--- Start PASSAGE GIVEN ---

Studio album by Lucinda Williams
- Released: February 13, 2007
- Recorded: The Village
- Length: 68:40
- Label: Lost Highway
- Producer: Hal Willner, Lucinda Williams

Lucinda Williams chronology
| Live @ The Fillmore (2005) | West (2007) | Little Honey (2008) |

= West (Lucinda Williams album) =

West is the eighth studio album by American singer-songwriter Lucinda Williams, released on February 13, 2007, by Lost Highway Records. The album debuted at No. 14 on the Billboard 200, selling about 57,000 copies that week. According to Nielsen SoundScan, the album had sold 250,000 copies in the United States by October 2008.

The track "Are You Alright?" was featured during the closing scenes of an episode of House ("Fetal Position"), which first aired April 3, 2007. It also appeared in the fourth episode of the HBO series True Detective, which first aired February 9, 2014. The track "Rescue" was featured on a season one episode of Brothers and Sisters (episode 18, first aired April 8, 2007).

The track "Come On" earned Williams two Grammy Award nominations in 2008: Best Solo Rock Vocal Performance and Best Rock Song. Both awards went to Bruce Springsteen for "Radio Nowhere".

--- End PASSAGE GIVEN ---
--- Start STORED RECORDS ---

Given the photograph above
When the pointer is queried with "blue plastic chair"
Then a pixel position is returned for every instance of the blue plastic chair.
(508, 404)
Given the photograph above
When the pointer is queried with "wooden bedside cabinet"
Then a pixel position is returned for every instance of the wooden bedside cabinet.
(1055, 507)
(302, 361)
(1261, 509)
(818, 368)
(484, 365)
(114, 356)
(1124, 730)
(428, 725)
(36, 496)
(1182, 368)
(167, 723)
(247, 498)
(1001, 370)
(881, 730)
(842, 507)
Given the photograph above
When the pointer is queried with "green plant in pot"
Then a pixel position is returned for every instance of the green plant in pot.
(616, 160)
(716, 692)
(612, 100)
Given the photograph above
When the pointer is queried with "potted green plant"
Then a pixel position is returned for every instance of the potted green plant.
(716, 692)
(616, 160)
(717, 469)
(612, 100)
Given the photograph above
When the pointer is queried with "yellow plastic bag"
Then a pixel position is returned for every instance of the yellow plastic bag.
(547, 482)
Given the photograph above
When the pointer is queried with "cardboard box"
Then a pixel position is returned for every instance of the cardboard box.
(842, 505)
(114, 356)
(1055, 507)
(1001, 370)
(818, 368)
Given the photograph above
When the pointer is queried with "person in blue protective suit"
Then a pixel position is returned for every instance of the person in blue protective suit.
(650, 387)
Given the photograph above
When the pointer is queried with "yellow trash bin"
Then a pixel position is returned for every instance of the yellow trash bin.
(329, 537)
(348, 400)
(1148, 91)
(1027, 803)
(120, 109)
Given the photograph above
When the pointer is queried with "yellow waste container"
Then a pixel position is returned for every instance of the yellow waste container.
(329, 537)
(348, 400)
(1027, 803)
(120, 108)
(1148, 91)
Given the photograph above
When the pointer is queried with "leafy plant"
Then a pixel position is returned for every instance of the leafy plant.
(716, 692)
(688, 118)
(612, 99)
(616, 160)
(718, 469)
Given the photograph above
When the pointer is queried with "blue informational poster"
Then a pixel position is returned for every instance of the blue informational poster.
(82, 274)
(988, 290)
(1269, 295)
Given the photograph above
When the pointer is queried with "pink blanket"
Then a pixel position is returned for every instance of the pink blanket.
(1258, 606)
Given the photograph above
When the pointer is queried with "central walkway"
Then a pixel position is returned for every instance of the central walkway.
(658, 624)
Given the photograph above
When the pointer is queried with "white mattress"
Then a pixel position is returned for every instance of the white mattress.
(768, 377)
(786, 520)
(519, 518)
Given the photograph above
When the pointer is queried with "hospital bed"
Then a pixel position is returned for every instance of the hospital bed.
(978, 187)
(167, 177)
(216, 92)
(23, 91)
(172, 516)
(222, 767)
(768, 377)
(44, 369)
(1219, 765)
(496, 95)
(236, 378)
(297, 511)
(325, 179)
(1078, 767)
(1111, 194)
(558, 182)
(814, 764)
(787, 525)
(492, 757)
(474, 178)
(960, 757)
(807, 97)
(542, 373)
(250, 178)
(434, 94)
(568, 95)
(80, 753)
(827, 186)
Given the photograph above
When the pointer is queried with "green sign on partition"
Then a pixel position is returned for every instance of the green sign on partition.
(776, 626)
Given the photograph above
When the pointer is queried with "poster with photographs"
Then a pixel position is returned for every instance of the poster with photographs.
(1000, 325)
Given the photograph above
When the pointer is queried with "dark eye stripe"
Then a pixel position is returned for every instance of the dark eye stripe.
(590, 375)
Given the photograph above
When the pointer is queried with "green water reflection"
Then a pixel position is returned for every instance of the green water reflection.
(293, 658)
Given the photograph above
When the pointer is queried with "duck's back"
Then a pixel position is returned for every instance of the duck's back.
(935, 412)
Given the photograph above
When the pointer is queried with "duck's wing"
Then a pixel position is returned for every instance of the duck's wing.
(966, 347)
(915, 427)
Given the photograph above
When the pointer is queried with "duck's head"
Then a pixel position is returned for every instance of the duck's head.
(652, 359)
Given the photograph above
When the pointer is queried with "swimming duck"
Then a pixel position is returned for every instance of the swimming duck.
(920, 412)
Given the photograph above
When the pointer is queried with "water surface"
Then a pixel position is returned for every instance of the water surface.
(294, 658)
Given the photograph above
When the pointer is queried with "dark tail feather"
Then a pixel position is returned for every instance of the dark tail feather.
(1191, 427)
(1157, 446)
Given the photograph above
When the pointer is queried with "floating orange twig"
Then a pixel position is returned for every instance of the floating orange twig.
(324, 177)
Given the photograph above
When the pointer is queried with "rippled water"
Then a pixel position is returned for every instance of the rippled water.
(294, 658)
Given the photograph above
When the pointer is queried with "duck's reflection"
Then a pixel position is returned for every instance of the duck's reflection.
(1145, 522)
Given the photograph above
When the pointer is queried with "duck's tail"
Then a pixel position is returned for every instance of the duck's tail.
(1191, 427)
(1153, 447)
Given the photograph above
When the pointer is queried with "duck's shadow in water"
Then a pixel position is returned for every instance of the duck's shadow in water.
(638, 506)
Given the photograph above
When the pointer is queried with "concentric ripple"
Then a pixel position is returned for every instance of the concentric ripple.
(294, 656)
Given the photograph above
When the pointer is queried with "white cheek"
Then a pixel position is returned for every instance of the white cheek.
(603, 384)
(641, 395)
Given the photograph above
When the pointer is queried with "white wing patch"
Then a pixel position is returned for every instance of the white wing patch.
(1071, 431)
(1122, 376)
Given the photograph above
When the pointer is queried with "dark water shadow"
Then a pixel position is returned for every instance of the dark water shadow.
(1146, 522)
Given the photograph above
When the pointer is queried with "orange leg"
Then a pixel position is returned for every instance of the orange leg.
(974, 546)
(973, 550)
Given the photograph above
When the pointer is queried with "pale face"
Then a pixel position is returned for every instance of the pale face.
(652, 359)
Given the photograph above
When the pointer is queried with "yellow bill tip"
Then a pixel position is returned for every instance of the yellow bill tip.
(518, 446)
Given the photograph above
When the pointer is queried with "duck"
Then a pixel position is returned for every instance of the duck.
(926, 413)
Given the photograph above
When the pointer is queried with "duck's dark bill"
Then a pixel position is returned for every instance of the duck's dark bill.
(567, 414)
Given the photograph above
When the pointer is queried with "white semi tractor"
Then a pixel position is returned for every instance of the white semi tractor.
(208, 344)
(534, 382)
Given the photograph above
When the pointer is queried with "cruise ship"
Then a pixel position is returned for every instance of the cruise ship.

--- End STORED RECORDS ---

EXERCISE REQUIREMENTS:
A. According to the text on the album West, at what position did the album debut on the Billboard 200?
B. Carry the text about the album West forward from its final sentence.

THE ANSWERS:
A. No. 14

B.
The track "Unsuffer Me" was featured during the closing credits of the 2022 film All the Beauty and the Bloodshed.

==Critical reception==

West was met with critical acclaim. At Metacritic, which assigns a weighted average rating out of 100 to reviews from mainstream publications, the album received an average score of 69, based on 28 reviews. AllMusic remarked "Williams is nothing if not a purely confessional songwriter. She continually walks in the shadowlands to bring out what is both most personal yet universal in her work, to communicate to listeners directly and without compromise", and concluded that the album "will no doubt attract more than a few new fans, and will give old ones, if they are open enough, a recording to relish".

The Village Voice critic Robert Christgau said Williams "affects authenticity as shamelessly as her role model, Bob Dylan, but with respect to all the other noble old pros deploying blues and country readymades, the craftiness of Williams' vocals, meaning their unnaturalness, secures their vitality. She doesn't fake spontaneity--she honors it as one of the constellation of life virtues she hopes her songs evoke and subsume." Rolling Stone ranked the album at No. 18 on their list of the Top 50 Albums of 2007, while the track "Are You Alright?" was ranked at No. 34 on their list of the 100 Best Songs of 2007.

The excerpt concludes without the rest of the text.